▶ **Problem requirements**
An exact copy of the records is required, minus the pictures they hold.

::: Data for the task

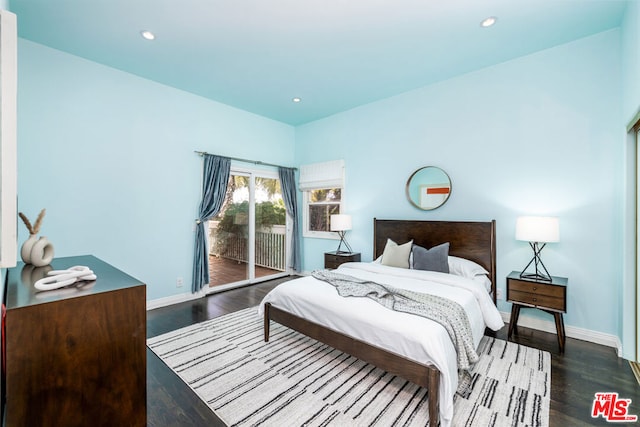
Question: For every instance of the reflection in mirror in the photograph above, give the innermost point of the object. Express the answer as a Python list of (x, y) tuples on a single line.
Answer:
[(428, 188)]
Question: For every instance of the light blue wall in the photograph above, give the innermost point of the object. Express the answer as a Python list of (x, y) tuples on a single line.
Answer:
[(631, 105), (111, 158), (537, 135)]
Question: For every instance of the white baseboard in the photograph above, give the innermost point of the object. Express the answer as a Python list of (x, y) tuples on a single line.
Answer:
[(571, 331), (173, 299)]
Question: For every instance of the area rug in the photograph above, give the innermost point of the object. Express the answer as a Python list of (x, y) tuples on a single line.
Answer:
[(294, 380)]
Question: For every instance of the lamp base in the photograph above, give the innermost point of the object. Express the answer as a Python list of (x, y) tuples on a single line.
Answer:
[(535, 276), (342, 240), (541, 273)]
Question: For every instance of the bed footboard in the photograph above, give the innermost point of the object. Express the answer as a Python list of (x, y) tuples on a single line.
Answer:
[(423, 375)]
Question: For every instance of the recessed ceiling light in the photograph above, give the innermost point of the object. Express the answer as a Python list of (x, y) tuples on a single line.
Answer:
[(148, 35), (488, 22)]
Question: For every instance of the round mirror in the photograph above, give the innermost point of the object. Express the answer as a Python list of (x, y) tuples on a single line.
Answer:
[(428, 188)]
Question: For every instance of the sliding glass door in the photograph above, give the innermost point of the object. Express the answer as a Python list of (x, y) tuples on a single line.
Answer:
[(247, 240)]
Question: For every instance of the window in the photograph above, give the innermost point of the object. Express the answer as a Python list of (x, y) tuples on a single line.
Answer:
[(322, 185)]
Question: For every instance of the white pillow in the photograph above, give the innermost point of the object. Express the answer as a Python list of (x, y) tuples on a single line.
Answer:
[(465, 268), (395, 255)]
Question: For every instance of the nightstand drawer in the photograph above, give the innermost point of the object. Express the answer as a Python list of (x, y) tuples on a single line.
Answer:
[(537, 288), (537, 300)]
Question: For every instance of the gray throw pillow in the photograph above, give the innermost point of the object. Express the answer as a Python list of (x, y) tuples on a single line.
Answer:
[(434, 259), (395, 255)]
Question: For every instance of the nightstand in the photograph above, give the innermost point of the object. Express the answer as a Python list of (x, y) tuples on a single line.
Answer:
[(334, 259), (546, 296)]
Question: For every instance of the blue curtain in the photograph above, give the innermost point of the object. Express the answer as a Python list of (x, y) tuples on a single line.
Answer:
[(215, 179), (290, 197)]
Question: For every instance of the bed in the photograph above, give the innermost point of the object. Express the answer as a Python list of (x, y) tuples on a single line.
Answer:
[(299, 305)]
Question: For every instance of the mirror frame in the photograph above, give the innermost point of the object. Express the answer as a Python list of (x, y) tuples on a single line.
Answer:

::::::

▶ **Result**
Question: For every instance of the reflection in mirror in the photograph above, give the innermost point of the object. Express the answer as a Python list of (x, y) tuples on a single line.
Answer:
[(428, 188)]
Question: For every instance of the light blue wall in the photograph above, give the innermost point of the object. Express the answer as a Python list of (x, y) tuples on a single line.
Answer:
[(631, 105), (111, 158), (537, 135)]
Question: For every instance of the white baseboard in the photograph above, give the innermost point of the object. Express the answer as a Python list of (x, y) tuples on a single line.
Answer:
[(571, 331), (173, 299)]
Question: For every instance of the area rug in the photograph above, give the innermost point of the object. Express the answer as a Python list of (x, y) tuples on a single line.
Answer:
[(294, 380)]
Question: For every instance of the lamp base in the photograph above, give the innermost point of the object. Express the answer as a Python list of (x, y) tuples on a single line.
Answer:
[(535, 276), (342, 240), (541, 273)]
Question: For every instance of the bed footboard in the photograph above, give the innermost point of the object. Express the answer as a Python list of (x, y) tuples on a single line.
Answer:
[(423, 375)]
Question: For every instance of the recessed ceiling light in the photograph above, give the innermost point of the object. Express the answer as a Python list of (x, y) tuples on a single line.
Answer:
[(148, 35), (488, 22)]
Question: For every instance of the round mirror in the photograph above, give the innermost point of the object. Express the answer as a Python list of (x, y) tuples on a single line.
Answer:
[(428, 188)]
Question: For every instance of the sliding glass door in the photograph above, give the innermost point of the object. Express the answer as a Python list of (x, y) tuples on a single line.
Answer:
[(247, 240)]
Question: For every instance of the window in the photograph above, give the innermost point of the object. Express the answer as a Python list of (x, y) tuples on a single line.
Answer:
[(322, 185)]
Question: For every instance of the white pillow in the photograph above, give the innermost point of the object. Express the answer as a Python list of (x, y) tuples on a single line.
Answer:
[(465, 268), (395, 255)]
Question: For every instance of the nightstand drawer in the photograph above, give the innermost point of the object. Express the answer as a Python list of (x, y) tuples on a single line.
Answer:
[(537, 288), (537, 300)]
Question: For every instance of the gray throw pillow in the photograph above, give the innermost point of the object. Express the answer as a Python list of (x, y) tuples on a single line.
Answer:
[(434, 259), (395, 255)]
Question: For every instance of the nightstand in the photograph above, give the innermost point of the object. Express the answer as a Python list of (x, y) tuples on a single line.
Answer:
[(334, 259), (546, 296)]
Question: For every instance of the blue curtain in the photograph above, give the innermost point of the object. Express the answer as a Python list of (x, y) tuples on a single line.
Answer:
[(215, 179), (290, 197)]
Question: For every instance of the bed in the photograph above, give the innermost point of the object. Express the answer as a Python list of (x, y) tuples on a single line.
Answer:
[(299, 305)]
Question: For every instance of the mirror frame in the photograph above, give the innermost point of the object. Express the answer as a Python list of (x, y) tuples on a single line.
Answer:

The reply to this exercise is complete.